▶ _Given records_
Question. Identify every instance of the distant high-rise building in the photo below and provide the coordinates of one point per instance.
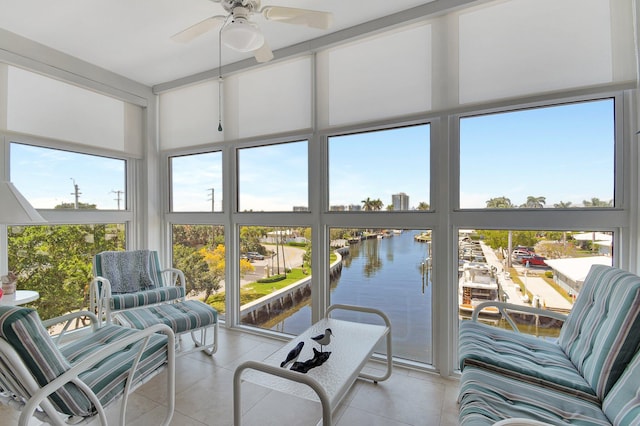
(400, 201)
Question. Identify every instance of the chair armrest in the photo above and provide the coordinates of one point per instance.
(520, 422)
(176, 277)
(99, 295)
(71, 375)
(504, 306)
(67, 320)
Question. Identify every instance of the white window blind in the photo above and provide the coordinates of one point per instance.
(43, 106)
(385, 76)
(189, 116)
(274, 99)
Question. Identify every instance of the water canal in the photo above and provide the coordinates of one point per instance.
(387, 274)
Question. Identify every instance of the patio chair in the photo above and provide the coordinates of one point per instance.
(132, 279)
(70, 378)
(130, 289)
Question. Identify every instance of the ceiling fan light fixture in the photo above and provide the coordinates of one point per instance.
(242, 35)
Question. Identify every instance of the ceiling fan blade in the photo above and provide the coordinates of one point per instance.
(264, 53)
(291, 15)
(198, 29)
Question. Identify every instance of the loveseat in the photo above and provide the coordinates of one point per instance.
(589, 375)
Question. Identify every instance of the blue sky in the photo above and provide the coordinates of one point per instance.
(563, 153)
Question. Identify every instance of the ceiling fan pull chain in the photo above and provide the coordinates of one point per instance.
(220, 80)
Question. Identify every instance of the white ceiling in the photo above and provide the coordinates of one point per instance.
(132, 37)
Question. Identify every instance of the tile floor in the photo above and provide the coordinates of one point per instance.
(204, 395)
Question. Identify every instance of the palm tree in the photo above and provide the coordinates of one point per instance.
(562, 205)
(596, 202)
(534, 202)
(499, 203)
(367, 205)
(503, 203)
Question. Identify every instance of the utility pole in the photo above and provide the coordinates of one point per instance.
(76, 192)
(213, 193)
(118, 193)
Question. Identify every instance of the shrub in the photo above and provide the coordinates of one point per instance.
(272, 279)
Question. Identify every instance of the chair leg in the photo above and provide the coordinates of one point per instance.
(210, 349)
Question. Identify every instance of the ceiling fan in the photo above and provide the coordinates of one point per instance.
(238, 32)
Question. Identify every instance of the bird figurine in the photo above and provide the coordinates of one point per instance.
(293, 355)
(323, 339)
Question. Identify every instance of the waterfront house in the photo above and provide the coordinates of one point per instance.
(104, 80)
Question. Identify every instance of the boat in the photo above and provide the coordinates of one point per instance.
(423, 237)
(477, 284)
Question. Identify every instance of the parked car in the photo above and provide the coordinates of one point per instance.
(254, 255)
(534, 260)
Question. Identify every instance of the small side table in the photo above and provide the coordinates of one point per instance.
(20, 297)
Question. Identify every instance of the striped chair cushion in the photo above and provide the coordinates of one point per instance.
(521, 356)
(183, 316)
(487, 397)
(147, 297)
(23, 329)
(622, 403)
(602, 332)
(151, 267)
(108, 378)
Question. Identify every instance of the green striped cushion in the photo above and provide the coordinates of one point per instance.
(181, 317)
(487, 397)
(602, 332)
(108, 378)
(23, 329)
(154, 271)
(622, 403)
(521, 356)
(146, 297)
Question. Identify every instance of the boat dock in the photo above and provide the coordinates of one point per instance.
(547, 296)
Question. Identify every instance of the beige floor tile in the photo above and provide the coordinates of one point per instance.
(204, 394)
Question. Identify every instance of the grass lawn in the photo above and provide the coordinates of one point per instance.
(256, 290)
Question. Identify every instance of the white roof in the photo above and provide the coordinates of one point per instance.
(592, 236)
(577, 268)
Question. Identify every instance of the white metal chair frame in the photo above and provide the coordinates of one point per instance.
(27, 396)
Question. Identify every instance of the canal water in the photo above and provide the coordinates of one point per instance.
(388, 274)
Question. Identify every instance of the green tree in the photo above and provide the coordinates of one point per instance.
(534, 202)
(499, 203)
(56, 261)
(250, 237)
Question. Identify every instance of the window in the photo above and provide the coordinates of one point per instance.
(199, 252)
(57, 179)
(275, 274)
(56, 261)
(273, 178)
(544, 269)
(557, 156)
(380, 171)
(196, 182)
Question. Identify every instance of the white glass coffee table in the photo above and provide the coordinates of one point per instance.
(351, 347)
(19, 297)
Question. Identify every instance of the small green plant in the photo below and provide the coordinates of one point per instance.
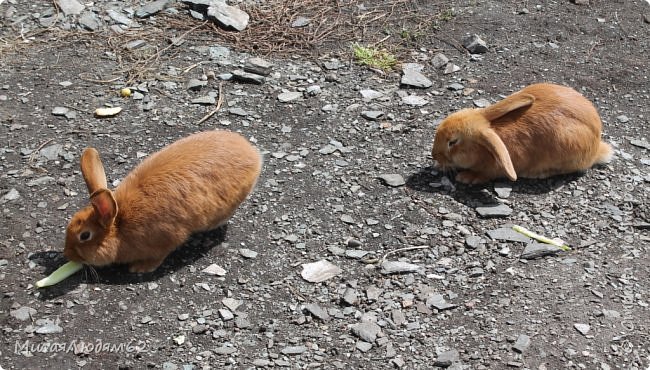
(373, 57)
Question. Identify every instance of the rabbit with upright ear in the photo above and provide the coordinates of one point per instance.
(537, 132)
(194, 184)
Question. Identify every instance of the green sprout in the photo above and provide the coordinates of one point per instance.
(60, 274)
(560, 244)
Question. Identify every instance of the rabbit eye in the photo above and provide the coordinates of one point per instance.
(85, 236)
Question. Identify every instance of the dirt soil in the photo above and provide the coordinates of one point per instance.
(319, 196)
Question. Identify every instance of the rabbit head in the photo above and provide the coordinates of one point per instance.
(91, 227)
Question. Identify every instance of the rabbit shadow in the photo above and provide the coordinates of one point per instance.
(429, 180)
(196, 247)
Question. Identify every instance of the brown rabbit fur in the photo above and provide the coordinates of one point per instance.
(194, 184)
(537, 132)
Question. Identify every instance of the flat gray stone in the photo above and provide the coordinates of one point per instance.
(366, 331)
(522, 343)
(242, 323)
(289, 96)
(247, 253)
(60, 111)
(151, 8)
(372, 115)
(169, 366)
(50, 328)
(356, 253)
(219, 52)
(500, 210)
(319, 271)
(481, 103)
(414, 100)
(318, 312)
(196, 85)
(241, 75)
(52, 152)
(411, 76)
(228, 16)
(392, 179)
(350, 297)
(438, 302)
(508, 234)
(369, 94)
(363, 346)
(40, 181)
(538, 250)
(472, 241)
(258, 66)
(398, 267)
(475, 45)
(293, 350)
(447, 358)
(12, 194)
(451, 68)
(23, 313)
(455, 86)
(119, 17)
(225, 314)
(204, 100)
(398, 317)
(502, 190)
(225, 350)
(214, 270)
(70, 7)
(238, 112)
(89, 21)
(582, 328)
(439, 60)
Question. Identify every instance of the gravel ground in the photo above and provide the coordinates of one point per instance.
(347, 184)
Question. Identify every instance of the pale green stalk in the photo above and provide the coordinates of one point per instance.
(540, 238)
(60, 274)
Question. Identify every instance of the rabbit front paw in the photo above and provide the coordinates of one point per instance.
(471, 177)
(144, 266)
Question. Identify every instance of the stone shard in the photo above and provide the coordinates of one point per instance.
(228, 16)
(151, 8)
(475, 45)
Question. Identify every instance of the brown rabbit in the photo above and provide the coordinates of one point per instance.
(539, 131)
(194, 184)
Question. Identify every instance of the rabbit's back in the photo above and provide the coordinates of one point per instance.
(194, 184)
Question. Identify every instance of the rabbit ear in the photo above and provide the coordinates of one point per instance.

▶ _Activity_
Pictures stay out; repeat all the rest of the records exactly.

▶ _Written reply_
Question. Identify every instance of the distant high-rise building in the photo below and provide the coordinates of one point per instance.
(400, 201)
Question. Identify every instance of the chair armrest in the photo above and provide the coordinates of one point per instance.
(520, 422)
(176, 277)
(99, 295)
(71, 375)
(504, 306)
(67, 320)
Question. Identify every instance of the white window blind in the photo above and provide the coordinates of one point per instance.
(43, 106)
(385, 76)
(189, 116)
(274, 99)
Question. Identify every instance of the water canal in the photo above and provide the coordinates of one point per instance.
(387, 274)
Question. Identify every instance of the patio chair in the photo above and provide the coordinates of one point per instance.
(132, 279)
(70, 378)
(130, 289)
Question. Identify every instance of the ceiling fan light fixture in the photo above and provide the coordinates of one point per instance.
(242, 35)
Question. Identify every instance of the ceiling fan blade in the photo above and provide the coordinates of one point per instance.
(264, 53)
(291, 15)
(198, 29)
Question. Identify every instance of the loveseat in the photo above and provide the coordinates of one point per instance.
(589, 375)
Question. Identify every instance of the blue sky in the photo above and provide the coordinates of one point per instance.
(563, 153)
Question. Identify every instance of the ceiling fan pull chain in the photo above and provide the coordinates of one point per instance.
(220, 80)
Question. Identify every instance of the white ceiling in the photo above and provide the coordinates of one point per instance.
(132, 37)
Question. Identify every instance of the tile floor in the photo above and provide the coordinates of one point per instance.
(204, 395)
Question. Identify every instance of the palm tree in the photo above and provide the coordinates of one point per instance.
(562, 205)
(596, 202)
(534, 202)
(499, 203)
(367, 205)
(503, 203)
Question. Identify every instance of the utility pole in the photo above and provide the coordinates of one point per instance.
(76, 192)
(213, 193)
(118, 193)
Question. Identify every instance of the shrub in the photo above and provide the coordinates of one point per instance.
(272, 279)
Question. Identify every instance of the chair leg in the photo above and provide the coordinates of one point per instance.
(210, 349)
Question. Identify every instance of the ceiling fan in the photo above and provide the coordinates of one point per instance.
(238, 32)
Question. Identify every instance of the bird figurine in the photo above and provide the coordinates of one point per instance.
(293, 355)
(323, 339)
Question. Identify every instance of the waterfront house in the photo above and provide the coordinates of one point per instance.
(104, 80)
Question. Identify every instance of the boat in the photo above and provide the coordinates of one point per instance.
(423, 237)
(477, 284)
Question. Identify every instance of the parked car in the photo above and provide the coordinates of one point per instance.
(254, 255)
(534, 260)
Question. Identify every instance of the small side table in the photo above and provide the coordinates of one point per instance.
(20, 297)
Question. Identify every instance of the striped chair cushion in the photo above and provide the coordinates of one point per instance.
(521, 356)
(183, 316)
(487, 397)
(147, 297)
(23, 329)
(622, 403)
(602, 332)
(151, 267)
(108, 378)
Question. Identify every instance of the green striped cushion in the photo above and provide the coordinates of one point per instance.
(181, 317)
(487, 397)
(602, 332)
(108, 378)
(23, 329)
(154, 271)
(622, 403)
(521, 356)
(146, 297)
Question. Identify every instance of the boat dock in the photo above and provide the coordinates of one point per instance.
(547, 296)
Question. Identify every instance of the beige floor tile in the photo above and provide the coordinates of one point per instance.
(204, 394)
Question. Identify every instance of the grass lawn in the photo above and provide the coordinates of one point per instance.
(256, 290)
Question. Identify every instance of the white roof in the photo above and provide the coordinates of one point per instance.
(592, 236)
(577, 268)
Question. Identify every instance of the white metal chair frame in the photo above and provide the coordinates of one point per instance.
(27, 396)
Question. Identify every instance of the canal water in the photo above and provide the coordinates of one point per instance.
(388, 274)
Question. Identify every instance of the green tree in the photo above and provide the coordinates of one point per instance.
(534, 202)
(499, 203)
(56, 261)
(250, 237)
Question. Identify every instance of the window in the photo above and provide the coordinates of one point per instance.
(199, 252)
(57, 179)
(275, 274)
(56, 261)
(273, 178)
(544, 269)
(557, 156)
(380, 171)
(196, 182)
Question. Identify every instance of the white glass coffee table in the photo above and provide the coordinates of one point per instance.
(351, 347)
(19, 297)
Question. Identify every instance of the small green plant in the photo below and provide the coordinates of one point per instance.
(373, 57)
Question. Identify every instance of the rabbit with upright ear in the photo above and provide the coordinates of one point per instance.
(537, 132)
(194, 184)
Question. Identify every instance of the green sprout in the photo above and provide the coordinates of one point per instance.
(60, 274)
(560, 244)
Question. Identify every instance of the rabbit eye in the photo above and provide the coordinates of one point per instance.
(85, 236)
Question. Identify every instance of the dirt soil in the photo above and provide the coordinates of one point per instance.
(319, 196)
Question. Identify every instance of the rabbit head in the photo above and provide the coordinates of one point per instance.
(91, 227)
Question. Identify every instance of the rabbit shadow in the photo above and provide the coordinates of one point per instance.
(429, 180)
(196, 247)
Question. Identify every instance of the brown rabbit fur in the photo above and provide the coordinates of one point per instance.
(194, 184)
(537, 132)
Question. Identify every instance of the flat gray stone in the photo above and provide the coordinates of one point per instance.
(366, 331)
(522, 343)
(242, 323)
(289, 96)
(247, 253)
(60, 111)
(151, 8)
(372, 115)
(169, 366)
(50, 328)
(356, 253)
(219, 52)
(500, 210)
(319, 271)
(481, 103)
(414, 100)
(318, 312)
(196, 85)
(241, 75)
(52, 152)
(411, 76)
(228, 16)
(392, 179)
(350, 297)
(438, 302)
(508, 234)
(369, 94)
(363, 346)
(40, 181)
(538, 250)
(472, 241)
(258, 66)
(398, 267)
(475, 45)
(293, 350)
(447, 358)
(12, 194)
(451, 68)
(23, 313)
(455, 86)
(119, 17)
(225, 314)
(204, 100)
(398, 317)
(502, 190)
(225, 350)
(214, 270)
(70, 7)
(238, 112)
(89, 21)
(582, 328)
(439, 60)
Question. Identify every instance of the gravel ground in the photo above and provide the coordinates of one point per instance.
(347, 184)
Question. Identify every instance of the pale green stalk in the photo above and provide the coordinates of one point per instance.
(540, 238)
(60, 274)
Question. Identify every instance of the rabbit front paw in the photo above and provide the coordinates of one point per instance.
(471, 177)
(144, 266)
Question. Identify every instance of the stone shard in the photo above and provide the coordinates of one point per instance.
(228, 16)
(151, 8)
(475, 45)
Question. Identify every instance of the brown rabbit in the photo above and provide the coordinates of one point per instance.
(539, 131)
(194, 184)
Question. Identify every instance of the rabbit's back in the photo above and provide the coordinates of one point per instance.
(194, 184)
Question. Identify every instance of the rabbit ear in the photo above and provide the coordinates of one point per instance.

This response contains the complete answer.